With the pictures excluded, retype the records that follow exactly.

Photo-based referring expression data.
::::::::::

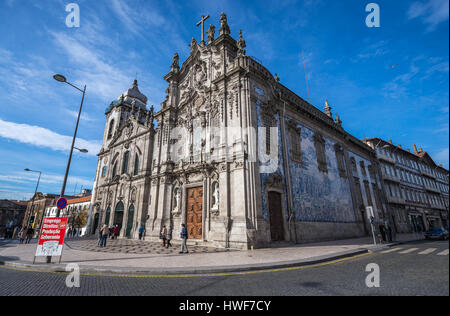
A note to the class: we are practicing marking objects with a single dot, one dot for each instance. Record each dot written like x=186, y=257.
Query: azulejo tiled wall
x=279, y=163
x=319, y=196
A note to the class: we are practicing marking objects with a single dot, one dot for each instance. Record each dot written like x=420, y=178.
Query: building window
x=268, y=123
x=115, y=169
x=363, y=168
x=295, y=142
x=111, y=128
x=353, y=163
x=319, y=144
x=126, y=158
x=340, y=160
x=136, y=165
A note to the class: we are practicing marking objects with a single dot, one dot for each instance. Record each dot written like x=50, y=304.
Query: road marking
x=198, y=275
x=409, y=250
x=392, y=250
x=428, y=251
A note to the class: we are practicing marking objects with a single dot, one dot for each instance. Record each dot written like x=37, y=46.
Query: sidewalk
x=161, y=263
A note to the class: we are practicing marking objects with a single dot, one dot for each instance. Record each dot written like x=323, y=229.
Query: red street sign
x=61, y=204
x=51, y=239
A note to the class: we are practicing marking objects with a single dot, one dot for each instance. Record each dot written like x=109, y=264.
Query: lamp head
x=59, y=78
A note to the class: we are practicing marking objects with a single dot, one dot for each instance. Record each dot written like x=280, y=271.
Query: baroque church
x=233, y=154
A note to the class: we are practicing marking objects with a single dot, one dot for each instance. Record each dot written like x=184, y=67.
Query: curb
x=61, y=268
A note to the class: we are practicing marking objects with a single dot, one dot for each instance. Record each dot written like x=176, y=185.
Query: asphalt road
x=420, y=268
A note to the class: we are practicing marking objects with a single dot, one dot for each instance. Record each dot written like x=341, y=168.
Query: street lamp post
x=34, y=196
x=63, y=79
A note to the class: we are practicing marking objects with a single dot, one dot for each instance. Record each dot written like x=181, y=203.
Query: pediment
x=129, y=130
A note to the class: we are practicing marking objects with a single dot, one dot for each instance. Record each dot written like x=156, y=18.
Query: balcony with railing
x=386, y=158
x=430, y=188
x=427, y=174
x=391, y=178
x=395, y=200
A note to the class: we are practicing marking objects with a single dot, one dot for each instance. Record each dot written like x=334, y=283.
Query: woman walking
x=169, y=237
x=163, y=235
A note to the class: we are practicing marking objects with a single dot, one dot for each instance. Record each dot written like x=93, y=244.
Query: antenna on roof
x=306, y=76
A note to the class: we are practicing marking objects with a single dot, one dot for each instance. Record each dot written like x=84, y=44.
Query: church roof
x=134, y=93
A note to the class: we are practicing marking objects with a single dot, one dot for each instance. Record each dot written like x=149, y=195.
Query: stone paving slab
x=135, y=246
x=21, y=256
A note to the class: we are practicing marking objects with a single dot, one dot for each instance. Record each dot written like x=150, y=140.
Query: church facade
x=235, y=155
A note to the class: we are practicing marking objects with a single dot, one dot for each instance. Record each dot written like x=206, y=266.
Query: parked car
x=437, y=233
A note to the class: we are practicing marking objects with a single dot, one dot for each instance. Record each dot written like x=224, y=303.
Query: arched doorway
x=130, y=221
x=276, y=216
x=108, y=214
x=118, y=215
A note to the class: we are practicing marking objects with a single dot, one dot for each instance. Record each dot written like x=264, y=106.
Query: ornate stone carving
x=274, y=181
x=241, y=45
x=175, y=67
x=211, y=32
x=224, y=28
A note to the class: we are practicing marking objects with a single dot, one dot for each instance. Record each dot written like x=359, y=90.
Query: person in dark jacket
x=30, y=233
x=141, y=232
x=184, y=236
x=169, y=237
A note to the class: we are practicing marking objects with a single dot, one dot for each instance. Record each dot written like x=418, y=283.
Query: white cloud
x=43, y=137
x=442, y=157
x=431, y=12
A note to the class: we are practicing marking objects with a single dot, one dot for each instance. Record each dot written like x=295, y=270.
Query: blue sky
x=347, y=62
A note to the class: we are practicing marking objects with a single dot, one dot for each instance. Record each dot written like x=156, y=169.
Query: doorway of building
x=194, y=213
x=276, y=216
x=130, y=221
x=118, y=216
x=96, y=219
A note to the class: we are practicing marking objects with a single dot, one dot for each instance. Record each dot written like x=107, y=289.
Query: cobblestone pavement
x=134, y=246
x=407, y=273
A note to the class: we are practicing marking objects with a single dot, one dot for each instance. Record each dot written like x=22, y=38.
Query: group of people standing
x=165, y=236
x=106, y=232
x=25, y=235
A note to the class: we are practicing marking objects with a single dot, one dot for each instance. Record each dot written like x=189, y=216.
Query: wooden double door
x=194, y=213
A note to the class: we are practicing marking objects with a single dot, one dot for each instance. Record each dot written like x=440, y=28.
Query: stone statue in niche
x=177, y=202
x=215, y=198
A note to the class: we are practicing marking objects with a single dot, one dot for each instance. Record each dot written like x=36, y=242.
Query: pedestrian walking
x=183, y=236
x=163, y=235
x=30, y=233
x=115, y=231
x=22, y=235
x=141, y=232
x=16, y=232
x=104, y=232
x=169, y=237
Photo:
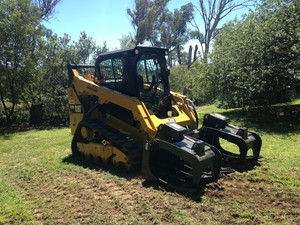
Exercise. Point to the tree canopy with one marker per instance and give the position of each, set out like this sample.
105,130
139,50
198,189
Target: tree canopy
256,61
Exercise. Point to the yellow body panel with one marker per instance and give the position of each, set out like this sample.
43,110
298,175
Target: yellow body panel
148,120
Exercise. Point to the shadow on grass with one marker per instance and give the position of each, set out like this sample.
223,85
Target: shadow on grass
277,119
195,195
98,166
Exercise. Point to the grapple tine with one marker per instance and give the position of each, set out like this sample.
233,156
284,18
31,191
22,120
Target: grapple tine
216,127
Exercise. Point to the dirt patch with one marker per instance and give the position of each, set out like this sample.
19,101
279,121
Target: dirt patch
89,196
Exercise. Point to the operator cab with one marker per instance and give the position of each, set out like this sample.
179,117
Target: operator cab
141,72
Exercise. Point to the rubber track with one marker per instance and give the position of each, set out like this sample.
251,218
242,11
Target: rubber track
124,143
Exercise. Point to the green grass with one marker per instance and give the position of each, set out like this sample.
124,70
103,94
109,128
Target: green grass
35,160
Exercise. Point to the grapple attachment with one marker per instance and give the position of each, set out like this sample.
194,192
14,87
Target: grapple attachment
179,160
216,127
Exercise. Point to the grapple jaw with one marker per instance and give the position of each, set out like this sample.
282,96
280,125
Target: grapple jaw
216,127
179,160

::::::::::

RESPONSE AREA.
A note to the class: we are practicing marking objects with a single dot, one dot for each instance. Record each dot written like x=186, y=257.
Query: azulejo tiled wall
x=279, y=163
x=319, y=196
A note to the class: we are practicing marking objects with a single dot, one dot for each instance. Record each dot written like x=420, y=178.
Query: building window
x=268, y=123
x=115, y=169
x=363, y=168
x=295, y=142
x=111, y=128
x=353, y=163
x=319, y=144
x=126, y=158
x=340, y=160
x=136, y=165
A note to the class: we are practicing marking objects with a single dot, one dot for each instance. Record each dot written like x=50, y=304.
Query: road marking
x=198, y=275
x=409, y=250
x=392, y=250
x=428, y=251
A note to the class: we are practicing marking objects with a single dot, one dot for each instance. Record each dot written like x=37, y=46.
Query: sidewalk
x=161, y=263
A note to the class: we are practicing marking objects with a single dot, one dot for each instance. Record each dot written like x=323, y=229.
Query: red street sign
x=61, y=204
x=51, y=239
A note to the class: we are practicing marking objects with a single dot, one dot for each instance. Record each dot written like x=109, y=264.
Query: lamp head
x=59, y=78
A note to the class: we are practicing marking objects with a single dot, one dot for each instance. Record each dot written like x=280, y=271.
Query: baroque church
x=233, y=154
A note to the class: we are practicing marking objects with a single dot, one dot for each instance. Record each dot written like x=184, y=67.
Query: curb
x=61, y=268
A note to the class: we are practicing marking objects with a single dot, one dot for each instance. Record each dot written like x=176, y=185.
Query: asphalt road
x=420, y=268
A note to the class: we are practicing marking objects with a single dot, one dot for each instance. Record each dot written like x=341, y=168.
Query: street lamp post
x=34, y=196
x=63, y=79
A note to the class: we are practicing marking objects with a single dot, one dot for each instance. Record each dot written like x=181, y=203.
Query: pediment
x=129, y=130
A note to the class: we are practicing marking objects with a single dot, one dot for each instance. Record each dot written like x=156, y=18.
Query: balcony with railing
x=386, y=158
x=430, y=188
x=427, y=174
x=391, y=178
x=395, y=200
A note to the class: we are practicing marking objects with a single dot, one dot for each instance. Record each dot written like x=334, y=283.
Query: woman walking
x=169, y=237
x=163, y=235
A note to the class: we are practicing marking objects with a single dot, one dot for each instance. Record each dot written like x=93, y=244.
Query: antenna on roof
x=306, y=76
A note to the class: we are practicing marking objects with a single dot, one dot for each instance. Record each dot written like x=84, y=44.
Query: church roof
x=134, y=93
A note to the class: we are practicing marking objects with a single dot, one dot for each instance. Record each dot written like x=149, y=195.
Query: stone paving slab
x=135, y=246
x=21, y=256
A note to the class: we are practicing marking objects with a single dot, one dot for each instance. Record each dot written like x=150, y=140.
Query: church facade
x=235, y=155
A note to the class: we are practicing marking objects with a single dot, one dot for each instance. Record each dot written like x=206, y=266.
Query: parked car
x=437, y=233
A note to the class: we are practicing marking objects with a single dot, one dot for each instance. Record each dot written like x=224, y=303.
Query: arched doorway
x=130, y=221
x=276, y=216
x=108, y=214
x=118, y=215
A note to the class: we are practicing marking objects with a single dot, one dot for each instance. Record each dot written like x=264, y=106.
Query: ornate stone carving
x=274, y=181
x=241, y=45
x=175, y=67
x=211, y=32
x=224, y=28
A note to the class: we are practicing marking objects with a single dot, one dot for each instance. Record each dot written like x=359, y=90.
Query: person in dark jacket
x=30, y=233
x=141, y=232
x=184, y=236
x=169, y=237
A note to the class: we are practicing marking objects with a single dot, one dot for each instance. Record each dot written like x=418, y=283.
Query: white cloud
x=43, y=137
x=442, y=157
x=431, y=12
A note to the class: we are practicing marking objects with a single dot, one dot for each instance. Record each dot written like x=295, y=270.
Query: blue sky
x=347, y=62
A note to the class: we are practicing marking objects with a single dot, one dot for each instance. Record each dot written like x=156, y=169.
Query: doorway of building
x=194, y=213
x=276, y=216
x=130, y=221
x=118, y=216
x=96, y=219
A note to the class: we are practicing marking objects with a single dot, one dot for each instance. Record each dot written like x=107, y=289.
Query: cobblestone pavement
x=134, y=246
x=407, y=273
A note to the class: we are practicing marking objects with a single dot, one dot for each instance. Record each dot written like x=22, y=38.
Query: group of people standing
x=165, y=236
x=106, y=232
x=25, y=235
A note to the class: we are practicing marking objects with a single dot, one dot for each instance. Record each dot written like x=189, y=216.
Query: wooden double door
x=194, y=213
A note to the class: we are practicing marking objects with a single dot, one dot for each instance. Record each dot written like x=440, y=28.
Query: stone statue in niche
x=177, y=202
x=215, y=198
A note to the class: we are practicing marking objects with a single dot, one dot for each instance. Record each dot written like x=36, y=242.
Query: pedestrian walking
x=183, y=236
x=163, y=235
x=30, y=233
x=115, y=231
x=22, y=235
x=141, y=232
x=16, y=232
x=104, y=232
x=169, y=237
Photo:
Exercise. Point to the tree canopy with one marker per instance and give the position of each, set out like this sample.
105,130
139,50
198,189
Target: tree canopy
256,61
Exercise. Point to the yellow body panel with one marker per instance and give the position of each, set out like this sample.
43,110
298,175
Target: yellow body panel
148,120
Exercise. Point to the shadow on grass with one marker per instance and give the position of each, set out like this sample.
223,85
Target: shadow on grass
277,119
195,195
98,166
Exercise. Point to the grapple tine with one marker per instance and give the position of each, set out like this sample.
233,156
284,18
31,191
22,120
Target: grapple tine
216,127
Exercise. Point to the dirt patch with one marker per instance and give the position of each, set out like this sample.
19,101
279,121
Target: dirt patch
89,196
Exercise. Point to the operator cab with one marker per instance and give the position of each, set out like this sample.
179,117
Target: operator cab
141,72
Exercise. Point to the rubber track with one marker per instance and give the position of each, set out like this sample.
251,218
242,11
Target: rubber track
124,143
Exercise. Point to the green grass with one marker per instance and give the position of each, set out like this sample.
124,70
103,94
109,128
Target: green grass
35,160
Exercise. Point to the grapple attachment with one marker per instance and give the position of each, set out like this sample.
194,192
14,87
Target: grapple attachment
179,160
216,127
Exercise. Point to the grapple jaw with one marker per instance and give the position of each, set out like this sample.
282,96
280,125
Target: grapple jaw
216,127
179,160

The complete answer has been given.